▶ WHAT NEEDS TO BE DONE
Your answer must contain each line of the data, copied exactly.

▶ RECORD EXTRACTS
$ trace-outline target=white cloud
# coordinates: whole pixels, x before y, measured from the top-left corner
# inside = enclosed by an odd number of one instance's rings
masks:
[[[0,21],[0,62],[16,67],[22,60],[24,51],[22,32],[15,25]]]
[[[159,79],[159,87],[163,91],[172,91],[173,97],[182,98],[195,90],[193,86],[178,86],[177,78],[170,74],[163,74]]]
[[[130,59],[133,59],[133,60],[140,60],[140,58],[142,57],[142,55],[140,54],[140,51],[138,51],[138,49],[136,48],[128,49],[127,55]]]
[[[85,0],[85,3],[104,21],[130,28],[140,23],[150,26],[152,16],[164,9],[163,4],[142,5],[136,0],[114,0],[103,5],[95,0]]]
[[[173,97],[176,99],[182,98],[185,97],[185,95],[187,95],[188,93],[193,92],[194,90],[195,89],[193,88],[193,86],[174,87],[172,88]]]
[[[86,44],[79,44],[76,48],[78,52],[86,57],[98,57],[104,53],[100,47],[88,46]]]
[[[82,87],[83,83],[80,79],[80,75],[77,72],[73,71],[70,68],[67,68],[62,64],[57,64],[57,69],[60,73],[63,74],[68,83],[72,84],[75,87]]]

▶ TASK OUTPUT
$ trace-outline target=white cloud
# coordinates: whole pixels, x before y, measured from the top-left corner
# inside = enclosed by an odd number of one instance's rings
masks:
[[[0,21],[0,62],[16,67],[22,60],[24,51],[22,32],[15,25]]]
[[[159,79],[159,87],[163,91],[172,91],[173,97],[182,98],[195,90],[193,86],[178,86],[177,78],[170,74],[163,74]]]
[[[130,59],[133,59],[133,60],[140,60],[140,58],[142,57],[142,55],[140,54],[140,51],[138,51],[138,49],[136,48],[128,49],[127,55]]]
[[[85,0],[85,3],[104,21],[130,28],[140,23],[150,26],[152,16],[164,9],[163,4],[142,5],[136,0],[114,0],[103,5],[95,0]]]
[[[173,97],[176,99],[182,98],[185,97],[185,95],[187,95],[188,93],[193,92],[194,90],[195,89],[193,88],[193,86],[174,87],[172,88]]]
[[[86,44],[79,44],[76,48],[78,52],[86,57],[98,57],[104,53],[100,47],[88,46]]]
[[[82,87],[83,83],[80,79],[80,75],[77,72],[73,71],[70,68],[67,68],[62,64],[57,64],[57,69],[60,73],[63,74],[68,83],[72,84],[75,87]]]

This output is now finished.